Point localization data:
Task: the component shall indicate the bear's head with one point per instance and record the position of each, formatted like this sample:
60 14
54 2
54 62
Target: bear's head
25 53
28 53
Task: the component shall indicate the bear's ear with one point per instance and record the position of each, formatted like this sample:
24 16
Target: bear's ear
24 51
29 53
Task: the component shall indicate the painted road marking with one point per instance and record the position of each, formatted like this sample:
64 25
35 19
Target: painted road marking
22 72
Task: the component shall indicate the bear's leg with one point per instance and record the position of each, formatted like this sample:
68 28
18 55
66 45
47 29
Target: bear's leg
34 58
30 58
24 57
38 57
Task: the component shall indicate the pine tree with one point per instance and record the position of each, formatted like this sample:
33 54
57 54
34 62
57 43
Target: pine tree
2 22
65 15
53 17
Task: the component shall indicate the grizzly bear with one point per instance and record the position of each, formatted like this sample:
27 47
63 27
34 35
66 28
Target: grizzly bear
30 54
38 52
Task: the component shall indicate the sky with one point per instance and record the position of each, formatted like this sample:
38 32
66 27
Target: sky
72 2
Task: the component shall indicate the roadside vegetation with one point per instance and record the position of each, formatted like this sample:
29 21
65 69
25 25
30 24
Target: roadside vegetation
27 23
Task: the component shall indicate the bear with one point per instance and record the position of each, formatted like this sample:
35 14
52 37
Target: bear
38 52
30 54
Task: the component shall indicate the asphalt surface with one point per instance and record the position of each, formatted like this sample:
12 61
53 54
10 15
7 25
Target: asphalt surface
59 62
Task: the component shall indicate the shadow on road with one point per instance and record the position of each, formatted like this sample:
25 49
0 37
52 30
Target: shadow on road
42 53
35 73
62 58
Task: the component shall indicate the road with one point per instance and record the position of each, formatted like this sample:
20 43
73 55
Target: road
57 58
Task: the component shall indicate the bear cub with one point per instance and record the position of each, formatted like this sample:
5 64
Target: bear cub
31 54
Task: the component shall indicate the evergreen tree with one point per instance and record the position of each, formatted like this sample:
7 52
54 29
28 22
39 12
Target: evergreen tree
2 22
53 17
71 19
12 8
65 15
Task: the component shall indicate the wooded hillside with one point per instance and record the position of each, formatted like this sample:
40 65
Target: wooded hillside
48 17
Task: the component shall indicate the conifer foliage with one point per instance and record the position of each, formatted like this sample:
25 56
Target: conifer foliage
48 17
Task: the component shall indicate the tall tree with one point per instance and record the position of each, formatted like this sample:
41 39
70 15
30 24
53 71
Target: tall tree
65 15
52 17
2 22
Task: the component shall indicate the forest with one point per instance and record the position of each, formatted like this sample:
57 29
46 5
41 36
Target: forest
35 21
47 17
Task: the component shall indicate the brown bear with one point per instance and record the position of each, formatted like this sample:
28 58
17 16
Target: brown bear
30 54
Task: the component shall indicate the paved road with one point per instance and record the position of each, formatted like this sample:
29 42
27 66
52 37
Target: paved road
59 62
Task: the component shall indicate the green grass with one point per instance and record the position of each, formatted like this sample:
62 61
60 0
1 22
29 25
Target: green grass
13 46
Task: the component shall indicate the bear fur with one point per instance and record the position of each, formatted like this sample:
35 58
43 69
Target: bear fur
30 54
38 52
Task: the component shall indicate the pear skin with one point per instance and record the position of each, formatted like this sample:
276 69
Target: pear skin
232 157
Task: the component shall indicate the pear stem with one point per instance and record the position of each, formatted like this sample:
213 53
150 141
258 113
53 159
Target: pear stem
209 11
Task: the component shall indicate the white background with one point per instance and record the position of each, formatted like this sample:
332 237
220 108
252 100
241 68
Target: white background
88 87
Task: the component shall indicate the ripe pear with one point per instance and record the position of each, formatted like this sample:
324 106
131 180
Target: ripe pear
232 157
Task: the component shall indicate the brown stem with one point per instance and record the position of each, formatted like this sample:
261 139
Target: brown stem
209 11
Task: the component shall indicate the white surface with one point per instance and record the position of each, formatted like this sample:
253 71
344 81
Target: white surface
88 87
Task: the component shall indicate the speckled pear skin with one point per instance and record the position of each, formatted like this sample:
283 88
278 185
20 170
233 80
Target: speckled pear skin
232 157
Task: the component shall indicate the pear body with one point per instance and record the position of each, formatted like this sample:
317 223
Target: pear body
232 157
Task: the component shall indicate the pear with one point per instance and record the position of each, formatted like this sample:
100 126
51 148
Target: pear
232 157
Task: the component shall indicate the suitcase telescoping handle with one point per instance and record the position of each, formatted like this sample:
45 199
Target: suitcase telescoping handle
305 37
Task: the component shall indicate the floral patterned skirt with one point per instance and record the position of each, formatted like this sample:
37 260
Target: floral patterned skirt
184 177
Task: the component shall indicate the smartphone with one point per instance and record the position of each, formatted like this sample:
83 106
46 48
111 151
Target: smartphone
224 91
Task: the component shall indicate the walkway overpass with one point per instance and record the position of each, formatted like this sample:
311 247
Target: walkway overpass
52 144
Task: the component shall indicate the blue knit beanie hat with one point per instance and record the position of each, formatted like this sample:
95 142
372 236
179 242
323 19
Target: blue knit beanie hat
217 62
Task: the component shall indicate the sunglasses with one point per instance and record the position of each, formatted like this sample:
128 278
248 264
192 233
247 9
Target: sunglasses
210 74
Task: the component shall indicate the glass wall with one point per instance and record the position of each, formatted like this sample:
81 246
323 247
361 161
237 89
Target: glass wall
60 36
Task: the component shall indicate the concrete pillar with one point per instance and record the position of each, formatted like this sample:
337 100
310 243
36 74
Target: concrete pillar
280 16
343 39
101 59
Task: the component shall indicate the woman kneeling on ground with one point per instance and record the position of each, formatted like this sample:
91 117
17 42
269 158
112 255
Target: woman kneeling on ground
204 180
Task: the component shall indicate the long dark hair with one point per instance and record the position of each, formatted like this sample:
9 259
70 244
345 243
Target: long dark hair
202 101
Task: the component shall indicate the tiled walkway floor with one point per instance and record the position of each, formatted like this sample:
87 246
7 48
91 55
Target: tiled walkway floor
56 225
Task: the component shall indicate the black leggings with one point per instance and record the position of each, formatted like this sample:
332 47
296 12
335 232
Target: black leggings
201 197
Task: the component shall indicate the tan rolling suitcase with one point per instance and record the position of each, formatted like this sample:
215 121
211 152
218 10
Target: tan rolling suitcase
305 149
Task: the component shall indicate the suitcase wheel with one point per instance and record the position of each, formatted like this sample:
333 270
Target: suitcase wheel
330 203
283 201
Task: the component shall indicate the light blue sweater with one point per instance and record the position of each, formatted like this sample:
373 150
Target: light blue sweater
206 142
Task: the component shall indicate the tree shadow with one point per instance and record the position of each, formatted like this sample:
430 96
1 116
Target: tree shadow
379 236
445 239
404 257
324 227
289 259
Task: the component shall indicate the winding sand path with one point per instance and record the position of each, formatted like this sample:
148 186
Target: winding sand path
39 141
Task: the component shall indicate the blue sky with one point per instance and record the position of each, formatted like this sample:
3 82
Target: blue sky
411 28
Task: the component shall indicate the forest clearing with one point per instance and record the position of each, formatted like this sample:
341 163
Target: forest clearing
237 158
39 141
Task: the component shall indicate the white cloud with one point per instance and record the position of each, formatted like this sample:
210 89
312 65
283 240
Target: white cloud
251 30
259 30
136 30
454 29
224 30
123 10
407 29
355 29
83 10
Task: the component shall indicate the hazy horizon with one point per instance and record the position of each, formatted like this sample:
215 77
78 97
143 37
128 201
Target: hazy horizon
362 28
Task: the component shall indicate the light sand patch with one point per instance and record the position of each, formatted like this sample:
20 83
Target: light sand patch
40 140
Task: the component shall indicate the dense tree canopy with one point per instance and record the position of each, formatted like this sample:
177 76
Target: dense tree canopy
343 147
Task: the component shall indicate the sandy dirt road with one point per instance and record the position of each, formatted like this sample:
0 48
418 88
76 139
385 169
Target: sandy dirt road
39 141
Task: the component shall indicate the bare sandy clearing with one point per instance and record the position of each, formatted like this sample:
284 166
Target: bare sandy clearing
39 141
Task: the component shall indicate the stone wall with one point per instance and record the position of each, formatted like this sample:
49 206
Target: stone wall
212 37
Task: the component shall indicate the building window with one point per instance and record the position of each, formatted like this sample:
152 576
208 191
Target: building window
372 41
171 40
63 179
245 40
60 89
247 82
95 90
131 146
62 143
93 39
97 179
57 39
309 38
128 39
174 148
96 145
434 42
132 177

- Brief:
Reproduce the lines above, beginning at the line with "Task: the component shall indicate the suitcase telescoping" and stopping after the line with "Task: the component shall indicate the glass", exactly as they are.

- Answer to the problem:
Task: the component shall indicate the suitcase telescoping handle with one point per instance and record the position of each, formatted like this sample:
45 199
Target: suitcase telescoping handle
305 37
Task: the component shall indicate the floral patterned skirt with one point per instance and record the position of each, formatted like this sample:
37 260
Target: floral patterned skirt
184 177
Task: the component shall indicate the smartphone with one point per instance and record the position of each, formatted like this sample:
83 106
46 48
111 151
Target: smartphone
224 91
Task: the component shall indicate the walkway overpass with one point per instance and record the position of each, formatted like this sample:
311 247
Target: walkway overpass
52 144
Task: the component shall indicate the blue knit beanie hat with one point per instance and record the position of each, formatted like this sample:
95 142
372 236
179 242
323 19
Target: blue knit beanie hat
217 62
Task: the component shall indicate the sunglasses with one point per instance and record the position of each, formatted like this sample:
128 278
248 264
192 233
247 9
Target: sunglasses
210 74
Task: the component shall indicate the glass wall with one point per instance and record the position of each, formatted like this sample:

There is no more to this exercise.